** Opening PASSAGE PROVIDED block **

The CLIP backbone (ViT-L/14@336px) is frozen; only learnable prompts and a few parameters are finetuned. Training follows the cross-dataset protocol: when evaluating on MVTec AD, VisA test data is used for finetuning, and vice-versa. The objective combines segmentation, classification, and SCR losses. Optimized via Adam on an RTX 3090 with a learning rate of 5e-5.

Key Experimental Results¶

Main Results¶

Evaluation across 16 datasets (7 Industrial + 9 Medical) using AUROC, AP, and AUPRO. Comparison with AF-CLIP (MM'25) and FAPrompt (ICCV'25):

Dataset	Metric	FB-CLIP	AF-CLIP	FAPrompt
VisA (Industrial, Pixel-level)	AUROC / AUPRO	96.3 / 91.4	96.2 / 88.7	95.9 / 87.7
VisA (Industrial, Image-level)	AUROC / AP	89.5 / 90.7	88.5 / 90.0	84.6 / 86.8
Real-IAD (Large-scale, Pixel-level)	AUROC / AUPRO	95.9 / 88.2	95.5 / 81.6	95.0 / 82.1
Real-IAD (Image-level)	AUROC / AP	80.6 / 78.4	79.2 / 77.0	77.3 / 74.8
ClinicDB (Medical, Pixel-level)	AUROC / AUPRO	87.2 / 73.5	87.1 / 70.0	84.7 / 70.1

FB-CLIP significantly improves AUPRO on Real-IAD by 6%+ and VisA by ~2.7%. It ranks top two in 14 out of 18 metrics.

Ablation Study¶

Incremental setup on MVTec:

Configuration	Image-level (AUROC, AP)	Pixel-level (AUROC, AUPRO)	Description
Base	(67.1, 84.0)	(65.2, 32.9)	Vanilla CLIP
+MSTFF	(82.0, 91.4)	(84.0, 68.0)	Largest text-side gain
+MVFBE	(92.2, 96.5)	(91.7, 84.5)	Drives localization
+BS (Alone)	(44.8, 72.7)	(70.7, 38.3)	Performance drop
Full	(92.4, 96.6)	(91.9, 85.7)	Best overall

Key Findings¶

MSTFF provides the largest single-module gain: Image-level AUROC on MVTec jumps from 67.1% to 82.0%, suggesting coarse text is the primary bottleneck for CLIP in fine-grained tasks.

** Closing PASSAGE PROVIDED block **
** Opening EXCERPTED DATA block **

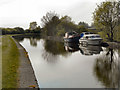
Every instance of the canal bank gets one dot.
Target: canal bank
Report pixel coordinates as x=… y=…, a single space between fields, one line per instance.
x=27 y=77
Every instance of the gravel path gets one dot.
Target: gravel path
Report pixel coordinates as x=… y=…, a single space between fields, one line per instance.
x=27 y=77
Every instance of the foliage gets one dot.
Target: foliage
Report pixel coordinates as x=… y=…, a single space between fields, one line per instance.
x=83 y=24
x=55 y=26
x=10 y=63
x=106 y=17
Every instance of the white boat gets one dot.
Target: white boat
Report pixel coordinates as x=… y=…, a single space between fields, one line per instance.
x=90 y=38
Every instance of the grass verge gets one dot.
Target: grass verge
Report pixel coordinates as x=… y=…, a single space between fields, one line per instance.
x=10 y=63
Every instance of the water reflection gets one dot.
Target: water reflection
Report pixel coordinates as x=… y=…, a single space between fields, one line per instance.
x=32 y=38
x=106 y=68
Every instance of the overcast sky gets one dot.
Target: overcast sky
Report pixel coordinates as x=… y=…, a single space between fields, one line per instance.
x=20 y=13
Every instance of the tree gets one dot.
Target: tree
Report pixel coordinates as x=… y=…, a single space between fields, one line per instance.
x=83 y=24
x=106 y=17
x=50 y=22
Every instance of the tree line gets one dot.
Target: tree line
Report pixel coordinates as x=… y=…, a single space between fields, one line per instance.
x=106 y=22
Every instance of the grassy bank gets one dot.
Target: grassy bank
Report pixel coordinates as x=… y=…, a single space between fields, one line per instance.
x=10 y=63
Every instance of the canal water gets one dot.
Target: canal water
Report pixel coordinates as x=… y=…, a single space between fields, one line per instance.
x=66 y=65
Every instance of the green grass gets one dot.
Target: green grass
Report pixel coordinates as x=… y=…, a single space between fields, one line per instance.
x=10 y=63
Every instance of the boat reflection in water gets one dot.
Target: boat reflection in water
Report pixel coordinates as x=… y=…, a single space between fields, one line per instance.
x=106 y=68
x=85 y=50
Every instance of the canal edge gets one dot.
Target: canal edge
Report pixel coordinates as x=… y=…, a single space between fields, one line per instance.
x=27 y=78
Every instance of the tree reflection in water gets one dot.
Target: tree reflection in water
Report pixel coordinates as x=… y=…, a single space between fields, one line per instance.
x=52 y=50
x=106 y=69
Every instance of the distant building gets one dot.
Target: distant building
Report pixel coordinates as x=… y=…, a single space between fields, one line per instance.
x=33 y=25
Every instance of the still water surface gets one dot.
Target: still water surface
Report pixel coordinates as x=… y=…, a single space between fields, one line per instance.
x=63 y=65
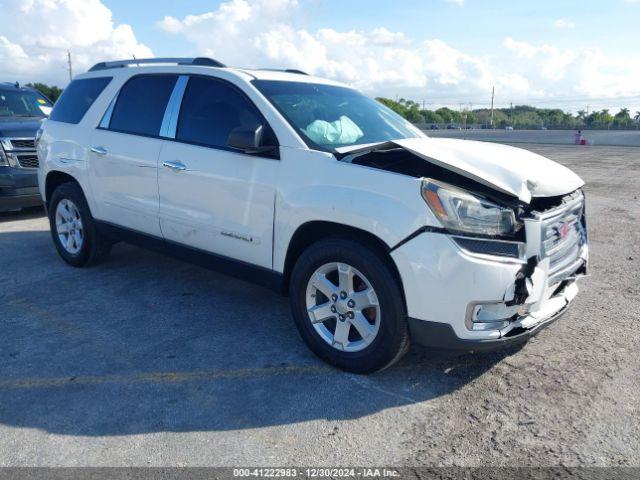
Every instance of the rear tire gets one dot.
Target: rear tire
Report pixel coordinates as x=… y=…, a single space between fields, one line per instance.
x=338 y=333
x=73 y=229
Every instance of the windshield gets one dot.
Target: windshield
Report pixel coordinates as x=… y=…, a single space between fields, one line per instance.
x=23 y=103
x=328 y=117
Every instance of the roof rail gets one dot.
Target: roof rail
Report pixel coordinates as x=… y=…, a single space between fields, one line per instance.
x=287 y=70
x=295 y=70
x=203 y=61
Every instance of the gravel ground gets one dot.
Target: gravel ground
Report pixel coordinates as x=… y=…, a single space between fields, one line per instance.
x=148 y=361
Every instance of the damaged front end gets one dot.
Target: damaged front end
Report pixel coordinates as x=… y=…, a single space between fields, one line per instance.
x=557 y=254
x=517 y=280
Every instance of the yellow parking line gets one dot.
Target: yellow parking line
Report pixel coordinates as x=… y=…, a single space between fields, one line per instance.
x=162 y=377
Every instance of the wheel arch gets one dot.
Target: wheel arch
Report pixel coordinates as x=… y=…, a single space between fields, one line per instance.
x=314 y=231
x=54 y=179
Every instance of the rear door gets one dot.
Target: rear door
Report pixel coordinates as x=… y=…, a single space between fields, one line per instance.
x=125 y=150
x=213 y=197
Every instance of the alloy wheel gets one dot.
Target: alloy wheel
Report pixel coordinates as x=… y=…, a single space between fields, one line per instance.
x=69 y=226
x=343 y=307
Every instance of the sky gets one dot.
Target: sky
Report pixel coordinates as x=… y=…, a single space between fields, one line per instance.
x=566 y=54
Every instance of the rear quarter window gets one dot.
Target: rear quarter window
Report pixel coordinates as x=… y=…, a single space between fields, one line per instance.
x=141 y=104
x=77 y=98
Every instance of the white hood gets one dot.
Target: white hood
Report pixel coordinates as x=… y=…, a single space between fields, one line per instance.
x=515 y=171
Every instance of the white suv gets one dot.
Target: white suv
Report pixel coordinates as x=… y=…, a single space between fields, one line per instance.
x=379 y=234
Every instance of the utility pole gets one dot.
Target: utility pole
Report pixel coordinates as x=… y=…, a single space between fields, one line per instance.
x=493 y=92
x=69 y=67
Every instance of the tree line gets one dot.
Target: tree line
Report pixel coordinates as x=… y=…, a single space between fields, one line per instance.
x=520 y=116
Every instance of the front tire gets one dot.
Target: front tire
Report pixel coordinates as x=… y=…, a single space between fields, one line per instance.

** Closing EXCERPTED DATA block **

* _ASSIGNED TASK_: In the FB-CLIP passage, what learning rate is used with the Adam optimizer? The data above stands apart from the FB-CLIP passage.

* _TASK RESPONSE_: 5e-5